A great number of studies using self-report data correlate those data with other, usually, outcome variables such as achievement or satisfaction with a long-term prior experience. In the studies published in this special issue and throughout the literature, language commonly used to express such results casts self report data as “accounting for” or “explaining” variance in another variable. These and analogous phrases implicitly but invalidly refer to the construct represented by self-report data as a cause. Misleading phrasing about correlational findings that invites understanding them as causal is a common gaffe (Robinson et al., 2007).

This matter becomes even more muddled when statistical features of self-report data are not recognized. First, like all other data, self-report inherently have noise. Some variance arises due to randomness and this attenuates the magnitude of relations. It might be suggested this challenge could be met by correcting for attenuation, but that operation actually muddles interpretation (see Winne & Belfry, 1982). Second, it is often the case that self-report data are among other predictors used to predict an outcome. Multiple regression and similar models are common statistical methods applied in this case, as was true for studies in this special issue (Chauliac et al., 2020; Durik & Jenkins, 2020; van Halem et al., 2020; Moeller et al., 2020; Vriesema & McCaslin, 2020). In these types of analysis, each predictor is residualized for every other predictor. Interpretations of results of this analysis almost always fail to acknowledge the statistical output describes a residualized variable, not the original (Winne, 1983). Accurate phrasing relating to a beta coefficient such as, “Self-reported elaboration residualized for the self-reported importance of other studying methods, sex of respondent and an indication of academic ability” appears in print as “elaboration … .” Validity is even more strained by this oversight because it is not explicit to readers that the relation concerns a mathematically residualized construct that is not the same as the original construct.

4. Conclusions

The editors asked: How well do self-report data represent theoretical constructs? How should analyses of data be conditioned by properties of self-report data? In what ways do interpretations of self-report data shape interpretations of a study’s findings?

“Construct” is the pivotal word in the opening question of this trio. Data, whether self reported and otherwise, are realized through operations a researcher designs and the correspondence between that operational definition and its implementation that realizes data.

As implied by the title of Gitelman’s (2013) edited volume, “Raw Data” Is an Oxymoron, data are not raw in the sense of lacking bias. Theory is the muse that inspires gathering particular data in particular ways. From this perspective, all data inherently have some bias because they originate in a particular theory that conceptualizes constructs and characterizes forms for representing them as data.

Features of the physical, mathematical and psychological realms shape how researchers can obtain data sought to investigate a theory in ways shaped by multiple theories. The veracity with which realized self report data represent a particular construct depends on instrumentation writ large – instructions about how and when to respond, the setting in which a respondent reports, response format, and other values for facets described previously. This concern with generalizability was a core message of Cronbach et al. (1972) views of generalizability, their extension to classical test theory’s notion of reliability. Self-report data (as well as other forms of data) should be addressed not from a perspective of “the” reliability but a recognition of need to investigate generalizability. The fundamental question is: Which facets and over what range of a facet’s values is unwanted (or uninterpretable) variance introduced into data (see Winne, 2018)?

### SUPPLIED INFORMATION
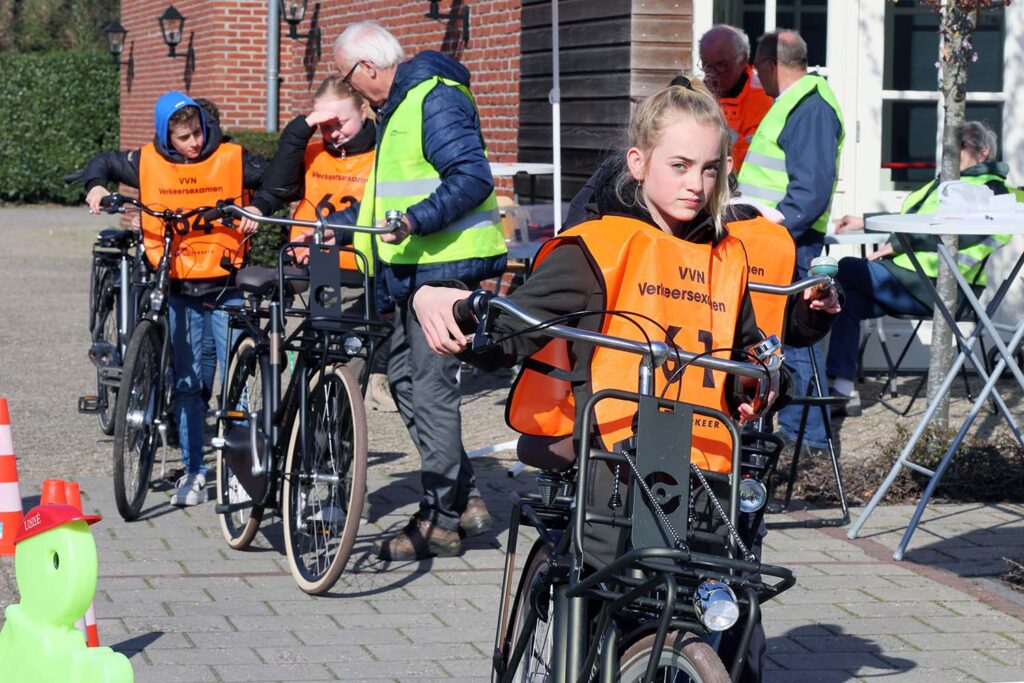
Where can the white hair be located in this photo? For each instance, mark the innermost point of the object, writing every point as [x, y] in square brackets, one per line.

### PROBLEMS AND TASKS
A - Quote everything in the passage on self-report data from "The editors asked: How" down to "that realizes data.".
B - According to the passage on self-report data, is each statement true? Answer yes or no, and quote the words that decide it. (i) Self-report data, like all other data, inherently contain noise. (ii) Correcting for attenuation makes interpretation clearer. (iii) In multiple regression, each predictor is residualized for every other predictor.
C - Continue the passage on self-report data after its final sentence.
The material is separate from the passage on self-report data.

### ANSWERS IN ORDER
A -
The editors asked: How well do self-report data represent theoretical constructs? How should analyses of data be conditioned by properties of self-report data? In what ways do interpretations of self-report data shape interpretations of a study’s findings?

“Construct” is the pivotal word in the opening question of this trio. Data, whether self reported and otherwise, are realized through operations a researcher designs and the correspondence between that operational definition and its implementation that realizes data.

B -
(i) Yes: "like all other data, self-report inherently have noise"
(ii) No: "that operation actually muddles interpretation"
(iii) Yes: "each predictor is residualized for every other predictor"

C -
In the context of self-report data, questions about facets and their relations to generalizability arise quickly. What is judged an “authentic” setting and what is not? Who decides? Do instructions cause a respondent to report memories as best they can be recalled or invent a false but plausible “memory” that fits the invitation to self report? Was the protocol designed to invite a self report realized as designed (sometimes labelled fidelity of treatment implementation)? What facets of an operational design generate or suppress variance in the self-report data?

Replies to questions about how well data represent constructs will not be simple. While it is taxing, researchers should test facets of self-report data within their research. Triangulation with non-self-report data is one approach, as illustrated in several articles appearing in this special issue. But triangulation is a hedge against issues of generalizability rather than an escape from them. Identifying relevant facets is a precursor to improving opportunities to validly interpret data and analyses of data.

Analyses of self-report data can be improved. A key is to consider which laws of mathematics or, for categorical data, logic apply to self-report data as they are operationalized. The time to raise this question when designing research rather than after data have been gathered. Researchers should more explicitly realize and describe in their publications the calculus applied to self-report data. Mathematical manipulations of data are part of the data’s operational definition. This aspect of operational definitions have bearing on opportunities to validly interpret results of calculations. I illustrated this for cases where self-report data join other predictors in a multiple regression model. Data residualized in such models are transformations of “data-at-the-first-instance” (a cumbersome label I hope may spark a good replacement for the more common label “raw data”). It will be helpful to readers if researchers remind them all components of operational definitions.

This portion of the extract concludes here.